There have been around 104,600 more deaths than would normally be expected in the UK since the start of the COVID-19 pandemic, the Continuous Mortality Investigation (CMI) has revealed.
It's latest update also shows that there 5,526 more deaths in England and Wales between 30 January and 5 February 2021 (week five) than during the corresponding week of 2019, down from the 6,324 'excess' deaths recorded over the previous seven days.
Based on data from the Office for National Statistics (ONS), the analysis also shows that the number of COVID-19-related deaths decreased from 8,433 in the fourth week of 2021, to 7,320 in week five.
This comes after the total number of deaths within 28 days of a positive coronavirus test passed 100,000 last month.
“The number of deaths in England & Wales with COVID-19 mentioned on the death certificate stands at nearly 120,000,” said Cobus Daneel, chair of the CMI's Mortality Projections Committee.
“The total impact on all-cause excess deaths is lower as there have been fewer deaths than expected from other causes during the pandemic.

→ **EXERCISE SET**:
a - According to the mortality update, why is the total impact on all-cause excess deaths lower than the number of deaths in England and Wales with COVID-19 mentioned on the death certificate?
b - Translate this sentence from the mortality update into Spanish: "This comes after the total number of deaths within 28 days of a positive coronavirus test passed 100,000 last month."

→ **Saved entries**:
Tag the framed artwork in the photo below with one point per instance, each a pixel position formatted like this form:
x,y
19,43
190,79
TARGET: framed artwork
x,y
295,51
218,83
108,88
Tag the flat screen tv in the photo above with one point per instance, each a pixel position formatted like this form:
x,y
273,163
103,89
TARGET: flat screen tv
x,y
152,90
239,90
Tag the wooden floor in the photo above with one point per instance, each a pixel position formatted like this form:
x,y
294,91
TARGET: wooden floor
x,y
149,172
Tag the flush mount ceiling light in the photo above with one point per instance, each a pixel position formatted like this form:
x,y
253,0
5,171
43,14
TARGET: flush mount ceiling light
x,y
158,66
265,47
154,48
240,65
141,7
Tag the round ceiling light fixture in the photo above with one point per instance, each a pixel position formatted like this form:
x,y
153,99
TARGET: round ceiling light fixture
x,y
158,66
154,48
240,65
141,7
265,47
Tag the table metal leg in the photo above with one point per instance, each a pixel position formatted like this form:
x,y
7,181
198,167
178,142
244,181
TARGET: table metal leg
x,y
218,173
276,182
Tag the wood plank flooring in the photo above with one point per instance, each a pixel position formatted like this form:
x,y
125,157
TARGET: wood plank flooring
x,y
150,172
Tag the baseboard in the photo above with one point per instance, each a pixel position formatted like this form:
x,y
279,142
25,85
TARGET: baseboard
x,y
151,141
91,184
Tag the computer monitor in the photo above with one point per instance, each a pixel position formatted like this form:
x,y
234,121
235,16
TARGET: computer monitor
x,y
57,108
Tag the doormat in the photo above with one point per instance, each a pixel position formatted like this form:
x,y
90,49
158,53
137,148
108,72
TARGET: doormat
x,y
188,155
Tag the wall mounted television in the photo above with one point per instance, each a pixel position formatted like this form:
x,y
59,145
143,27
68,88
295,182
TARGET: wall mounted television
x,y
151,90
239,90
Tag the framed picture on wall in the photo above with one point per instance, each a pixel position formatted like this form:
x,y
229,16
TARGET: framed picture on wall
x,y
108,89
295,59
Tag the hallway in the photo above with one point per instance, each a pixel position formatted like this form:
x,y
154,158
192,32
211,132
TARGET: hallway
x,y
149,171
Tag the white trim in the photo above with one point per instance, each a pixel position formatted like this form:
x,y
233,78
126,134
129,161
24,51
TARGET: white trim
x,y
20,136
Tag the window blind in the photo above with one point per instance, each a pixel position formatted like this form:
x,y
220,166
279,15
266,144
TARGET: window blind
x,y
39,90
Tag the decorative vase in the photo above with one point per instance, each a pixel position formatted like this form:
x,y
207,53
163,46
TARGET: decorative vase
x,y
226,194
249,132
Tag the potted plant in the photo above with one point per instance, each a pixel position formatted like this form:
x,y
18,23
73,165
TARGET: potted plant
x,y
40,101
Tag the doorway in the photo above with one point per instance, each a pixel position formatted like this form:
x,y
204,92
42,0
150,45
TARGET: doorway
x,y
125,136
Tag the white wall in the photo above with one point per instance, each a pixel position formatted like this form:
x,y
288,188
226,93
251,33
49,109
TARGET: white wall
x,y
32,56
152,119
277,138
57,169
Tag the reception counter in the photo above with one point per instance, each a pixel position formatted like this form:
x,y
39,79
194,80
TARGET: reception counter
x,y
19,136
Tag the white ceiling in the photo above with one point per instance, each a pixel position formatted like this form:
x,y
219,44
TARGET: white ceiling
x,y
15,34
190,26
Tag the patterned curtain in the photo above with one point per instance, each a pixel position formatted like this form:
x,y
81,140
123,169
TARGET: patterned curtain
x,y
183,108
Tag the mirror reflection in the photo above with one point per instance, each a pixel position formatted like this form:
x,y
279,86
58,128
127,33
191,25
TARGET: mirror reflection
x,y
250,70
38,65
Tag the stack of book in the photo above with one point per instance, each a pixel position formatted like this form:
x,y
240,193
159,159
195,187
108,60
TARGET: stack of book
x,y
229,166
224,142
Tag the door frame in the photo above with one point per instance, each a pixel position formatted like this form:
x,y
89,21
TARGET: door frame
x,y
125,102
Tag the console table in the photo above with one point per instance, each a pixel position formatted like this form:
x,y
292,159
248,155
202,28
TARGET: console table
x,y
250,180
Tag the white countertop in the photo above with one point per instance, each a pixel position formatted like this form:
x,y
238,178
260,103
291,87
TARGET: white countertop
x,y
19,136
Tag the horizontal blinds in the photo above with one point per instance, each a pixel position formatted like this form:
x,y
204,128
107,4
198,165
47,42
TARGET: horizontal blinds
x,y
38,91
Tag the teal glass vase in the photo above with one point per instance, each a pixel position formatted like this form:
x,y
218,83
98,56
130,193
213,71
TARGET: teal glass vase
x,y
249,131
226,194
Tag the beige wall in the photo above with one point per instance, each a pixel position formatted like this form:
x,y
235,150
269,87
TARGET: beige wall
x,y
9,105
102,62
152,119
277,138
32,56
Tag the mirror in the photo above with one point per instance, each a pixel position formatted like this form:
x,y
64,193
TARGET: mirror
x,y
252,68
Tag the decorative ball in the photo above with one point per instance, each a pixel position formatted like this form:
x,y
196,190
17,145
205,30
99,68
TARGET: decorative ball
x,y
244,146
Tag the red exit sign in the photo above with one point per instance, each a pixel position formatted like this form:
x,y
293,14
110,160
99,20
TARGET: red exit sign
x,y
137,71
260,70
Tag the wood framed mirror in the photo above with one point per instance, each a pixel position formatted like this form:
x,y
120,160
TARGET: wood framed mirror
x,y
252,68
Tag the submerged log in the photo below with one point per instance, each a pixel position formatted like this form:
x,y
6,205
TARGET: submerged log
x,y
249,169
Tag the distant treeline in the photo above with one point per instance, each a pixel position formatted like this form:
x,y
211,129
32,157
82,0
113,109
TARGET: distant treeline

→ **OUTPUTS FOR THE TASKS**:
a - The total impact on all-cause excess deaths is lower because there have been fewer deaths than expected from other causes during the pandemic.

b - Esto se produce después de que el número total de muertes en los 28 días posteriores a una prueba positiva de coronavirus superara las 100.000 el mes pasado.